Treat the line with "Target: woman's face" as the starting point. Write it out and every line after it through the end of the listing below, exactly.

#### RECORDS SHOWN

____________________

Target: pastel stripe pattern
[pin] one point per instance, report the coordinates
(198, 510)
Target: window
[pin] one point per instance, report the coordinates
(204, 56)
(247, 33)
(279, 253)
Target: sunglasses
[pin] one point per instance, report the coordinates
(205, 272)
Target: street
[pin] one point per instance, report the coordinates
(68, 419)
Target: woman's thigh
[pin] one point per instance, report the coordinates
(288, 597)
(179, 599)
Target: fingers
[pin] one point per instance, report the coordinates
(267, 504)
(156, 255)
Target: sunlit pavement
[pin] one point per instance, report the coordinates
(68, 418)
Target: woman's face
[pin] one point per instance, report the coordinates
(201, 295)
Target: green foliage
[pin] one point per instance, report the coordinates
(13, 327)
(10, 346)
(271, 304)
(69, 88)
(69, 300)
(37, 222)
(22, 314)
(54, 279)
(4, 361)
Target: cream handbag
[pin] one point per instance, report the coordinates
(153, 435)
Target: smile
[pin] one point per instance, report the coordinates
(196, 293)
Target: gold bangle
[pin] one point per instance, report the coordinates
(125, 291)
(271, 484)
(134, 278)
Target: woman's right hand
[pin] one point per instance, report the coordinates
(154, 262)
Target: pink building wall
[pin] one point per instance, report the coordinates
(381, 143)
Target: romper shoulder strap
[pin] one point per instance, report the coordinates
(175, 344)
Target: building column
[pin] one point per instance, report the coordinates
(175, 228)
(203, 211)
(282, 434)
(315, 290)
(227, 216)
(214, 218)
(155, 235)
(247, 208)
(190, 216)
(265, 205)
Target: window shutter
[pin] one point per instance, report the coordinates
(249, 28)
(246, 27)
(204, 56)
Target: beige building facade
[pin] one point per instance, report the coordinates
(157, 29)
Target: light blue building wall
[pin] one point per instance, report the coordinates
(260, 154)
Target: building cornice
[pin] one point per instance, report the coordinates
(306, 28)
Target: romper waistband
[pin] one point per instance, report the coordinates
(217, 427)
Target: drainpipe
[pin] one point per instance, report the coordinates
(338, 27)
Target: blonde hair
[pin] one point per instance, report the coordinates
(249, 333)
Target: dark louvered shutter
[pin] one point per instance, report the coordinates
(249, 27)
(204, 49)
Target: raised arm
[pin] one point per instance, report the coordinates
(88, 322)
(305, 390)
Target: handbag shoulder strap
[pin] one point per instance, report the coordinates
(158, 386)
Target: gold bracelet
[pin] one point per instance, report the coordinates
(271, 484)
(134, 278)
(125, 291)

____________________

#### EXERCISE SOLUTION
Target: woman's face
[pin] one point per instance, report the coordinates
(201, 295)
Target: green foliage
[pin] one point per instance, report the coordinates
(13, 327)
(10, 346)
(271, 304)
(69, 88)
(69, 300)
(37, 222)
(22, 314)
(54, 279)
(4, 361)
Target: cream handbag
[pin] one point per instance, report the coordinates
(153, 435)
Target: smile
[pin] one point per instance, report the coordinates
(196, 293)
Target: gold bangle
[pin] one point per instance, report the coordinates
(125, 291)
(271, 484)
(134, 278)
Target: woman's right hand
[pin] one point per instance, report the coordinates
(154, 262)
Target: pink building wall
[pin] one point per instance, report the coordinates
(381, 143)
Target: romper shoulder strap
[pin] one point per instance, report the coordinates
(175, 344)
Target: building column
[pin] one point per instance, report the coordinates
(175, 228)
(203, 211)
(282, 434)
(315, 290)
(227, 216)
(214, 218)
(155, 235)
(247, 208)
(190, 216)
(265, 205)
Target: window shutter
[pin] one point per instance, report the coordinates
(249, 28)
(246, 27)
(204, 56)
Target: beige building facade
[pin] one point per instance, report the coordinates
(157, 29)
Target: light blue building wall
[pin] one point per instance, report the coordinates
(260, 154)
Target: building cornice
[pin] one point per instance, report the coordinates
(306, 28)
Target: romper waistband
[pin] one point per instance, report the coordinates
(217, 427)
Target: drainpipe
[pin] one point per instance, report the coordinates
(338, 27)
Target: blonde hair
[pin] one point per instance, report the coordinates
(249, 333)
Target: dark louvered shutter
[pin] one point per instance, report the coordinates
(249, 27)
(204, 49)
Target: raised arm
[pin] one point per instance, report the coordinates
(88, 322)
(305, 390)
Target: handbag shoulder strap
[pin] one point per instance, report the coordinates
(158, 386)
Target: gold bracelet
[pin] one point per instance, report the coordinates
(271, 484)
(134, 278)
(125, 291)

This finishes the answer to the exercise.